**Records to process:**

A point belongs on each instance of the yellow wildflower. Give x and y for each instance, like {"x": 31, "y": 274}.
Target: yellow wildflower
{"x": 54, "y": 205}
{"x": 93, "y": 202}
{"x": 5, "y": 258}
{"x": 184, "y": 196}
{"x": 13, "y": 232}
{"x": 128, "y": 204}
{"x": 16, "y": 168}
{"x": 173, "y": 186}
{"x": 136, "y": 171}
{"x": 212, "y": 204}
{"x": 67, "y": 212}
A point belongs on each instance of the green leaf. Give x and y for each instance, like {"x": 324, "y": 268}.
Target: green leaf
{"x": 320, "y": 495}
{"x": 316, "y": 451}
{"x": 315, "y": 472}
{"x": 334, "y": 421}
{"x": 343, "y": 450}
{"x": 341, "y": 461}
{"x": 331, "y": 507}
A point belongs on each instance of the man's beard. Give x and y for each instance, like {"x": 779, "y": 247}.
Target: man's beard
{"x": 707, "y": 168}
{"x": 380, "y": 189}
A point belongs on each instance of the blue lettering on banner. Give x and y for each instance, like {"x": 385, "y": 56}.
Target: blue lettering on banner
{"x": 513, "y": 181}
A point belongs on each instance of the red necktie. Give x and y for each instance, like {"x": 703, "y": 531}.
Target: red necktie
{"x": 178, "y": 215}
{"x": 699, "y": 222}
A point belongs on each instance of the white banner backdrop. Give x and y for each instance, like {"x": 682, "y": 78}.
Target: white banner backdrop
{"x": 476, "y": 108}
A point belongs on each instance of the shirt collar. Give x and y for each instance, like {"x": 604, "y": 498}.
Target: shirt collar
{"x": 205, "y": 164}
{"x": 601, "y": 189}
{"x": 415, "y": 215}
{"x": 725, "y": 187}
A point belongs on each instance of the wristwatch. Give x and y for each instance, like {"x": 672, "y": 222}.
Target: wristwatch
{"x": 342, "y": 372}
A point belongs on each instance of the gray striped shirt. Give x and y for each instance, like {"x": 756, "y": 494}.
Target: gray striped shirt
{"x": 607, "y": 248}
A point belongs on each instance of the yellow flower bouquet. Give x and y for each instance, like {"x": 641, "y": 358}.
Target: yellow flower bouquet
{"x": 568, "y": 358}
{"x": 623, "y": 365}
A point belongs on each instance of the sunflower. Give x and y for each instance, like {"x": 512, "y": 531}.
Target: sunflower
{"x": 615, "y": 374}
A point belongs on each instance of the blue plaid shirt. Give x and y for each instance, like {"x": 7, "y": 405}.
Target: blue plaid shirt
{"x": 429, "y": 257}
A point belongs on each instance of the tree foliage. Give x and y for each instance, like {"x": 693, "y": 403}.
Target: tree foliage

**Aim:**
Copy all of the items above line for line, with no changes to wording or order.

**Reply:**
A point belongs on each instance of the yellow wildflower. Give x and y for each instance, like {"x": 31, "y": 274}.
Target: yellow wildflower
{"x": 54, "y": 205}
{"x": 93, "y": 202}
{"x": 5, "y": 258}
{"x": 184, "y": 196}
{"x": 13, "y": 232}
{"x": 128, "y": 204}
{"x": 16, "y": 168}
{"x": 173, "y": 186}
{"x": 136, "y": 171}
{"x": 212, "y": 204}
{"x": 67, "y": 212}
A point belongs on each instance of the green leaf. Give x and y for each instance, like {"x": 324, "y": 268}.
Target: green leaf
{"x": 320, "y": 495}
{"x": 316, "y": 451}
{"x": 315, "y": 472}
{"x": 334, "y": 421}
{"x": 343, "y": 450}
{"x": 341, "y": 461}
{"x": 331, "y": 507}
A point belongs on each instance of the man's beard. Give x and y for each instance, like {"x": 779, "y": 247}.
Target: man's beard
{"x": 707, "y": 168}
{"x": 380, "y": 189}
A point belongs on each instance of the blue lettering on banner. Give x and y for each instance, like {"x": 385, "y": 56}.
Target: blue lettering on banner
{"x": 513, "y": 181}
A point belongs on each instance of the red necktie. Give x and y for each instance, like {"x": 703, "y": 531}.
Target: red necktie
{"x": 178, "y": 215}
{"x": 699, "y": 222}
A point belongs on each instance of the white banner backdrop. Give x and y for each instance, like {"x": 682, "y": 78}.
Target: white banner backdrop
{"x": 476, "y": 108}
A point belongs on each instance of the shirt collar. Give x and y for each instance, like {"x": 604, "y": 498}.
Target: shirt collar
{"x": 205, "y": 164}
{"x": 601, "y": 189}
{"x": 415, "y": 215}
{"x": 725, "y": 187}
A point belongs on each instance of the wristwatch. Give x and y for each instance, like {"x": 672, "y": 222}.
Target: wristwatch
{"x": 342, "y": 372}
A point belongs on each instance of the gray striped shirt. Give x and y for each instance, like {"x": 756, "y": 494}.
Target: gray striped shirt
{"x": 607, "y": 248}
A point belongs on each instance of the yellow flower bouquet. Give x and y for each instance, like {"x": 641, "y": 358}.
Target: yellow flower bouquet
{"x": 568, "y": 358}
{"x": 623, "y": 365}
A point belongs on each instance of the sunflower. Give x and y for each instance, like {"x": 512, "y": 531}.
Target: sunflower
{"x": 615, "y": 374}
A point belongs on each instance of the blue plaid shirt. Give x and y for each instance, like {"x": 7, "y": 405}.
Target: blue plaid shirt
{"x": 429, "y": 257}
A point belongs on each instance of the tree foliage. Give x and y for each instance, like {"x": 693, "y": 403}.
Target: tree foliage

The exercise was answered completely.